### Assigned task
From the line containing "shrub in the photo above." to the final line of the entries, every line is to be reproduced exactly; no other line belongs in the output.
--
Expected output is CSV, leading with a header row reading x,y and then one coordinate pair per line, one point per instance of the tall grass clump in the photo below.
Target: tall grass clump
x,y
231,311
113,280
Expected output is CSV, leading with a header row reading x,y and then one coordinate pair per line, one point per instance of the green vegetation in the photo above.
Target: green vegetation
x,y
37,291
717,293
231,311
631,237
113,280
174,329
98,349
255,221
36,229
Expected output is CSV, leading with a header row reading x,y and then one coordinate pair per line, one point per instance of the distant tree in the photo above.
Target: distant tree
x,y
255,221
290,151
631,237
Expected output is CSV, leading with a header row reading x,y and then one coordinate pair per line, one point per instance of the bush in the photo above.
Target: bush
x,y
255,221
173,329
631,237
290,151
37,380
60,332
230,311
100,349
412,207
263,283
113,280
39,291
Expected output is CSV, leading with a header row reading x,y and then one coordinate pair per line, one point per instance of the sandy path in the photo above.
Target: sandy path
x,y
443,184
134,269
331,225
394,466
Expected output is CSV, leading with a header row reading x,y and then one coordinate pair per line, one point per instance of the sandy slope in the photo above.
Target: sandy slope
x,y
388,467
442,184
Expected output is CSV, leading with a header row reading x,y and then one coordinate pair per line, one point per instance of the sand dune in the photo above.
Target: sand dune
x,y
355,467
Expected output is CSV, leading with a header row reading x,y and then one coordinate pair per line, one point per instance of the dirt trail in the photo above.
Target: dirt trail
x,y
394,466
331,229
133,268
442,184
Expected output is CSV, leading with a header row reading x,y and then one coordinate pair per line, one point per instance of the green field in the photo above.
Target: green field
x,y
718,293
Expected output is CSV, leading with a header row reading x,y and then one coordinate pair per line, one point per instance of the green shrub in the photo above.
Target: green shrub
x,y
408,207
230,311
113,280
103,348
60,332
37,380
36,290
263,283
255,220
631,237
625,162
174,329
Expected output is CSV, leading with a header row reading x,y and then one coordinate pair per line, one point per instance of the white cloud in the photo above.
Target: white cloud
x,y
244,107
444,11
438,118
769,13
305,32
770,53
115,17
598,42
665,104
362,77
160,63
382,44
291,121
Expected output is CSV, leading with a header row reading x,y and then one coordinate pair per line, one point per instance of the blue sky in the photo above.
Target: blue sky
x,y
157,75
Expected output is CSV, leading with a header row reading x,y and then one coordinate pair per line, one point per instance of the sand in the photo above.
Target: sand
--
### Task response
Expected output is CSV, leading with a header row reading x,y and then one coordinate pair per line, one point per instance of the green shrub in the photo above.
Target: green shrub
x,y
408,207
230,311
113,280
103,348
60,332
37,380
36,290
263,283
255,220
631,237
625,162
174,329
Expected output is CSV, leading with a header row reading x,y and then one coordinate pair per line, one point per instance of the white cloud in the photo above.
Target: white cloud
x,y
244,107
444,11
438,118
769,13
305,32
770,53
115,17
598,42
665,104
362,77
160,63
382,44
291,121
Expected output is CSV, leading with a header row reading x,y and then one coordinate pair per line, one point per instance of the blue sky in the photo above.
Target: blue sky
x,y
157,75
Expected output is CSV, leading with a header row reading x,y and then one coordinate pair per line, one point per instance of the sand in the photo above.
Target: sand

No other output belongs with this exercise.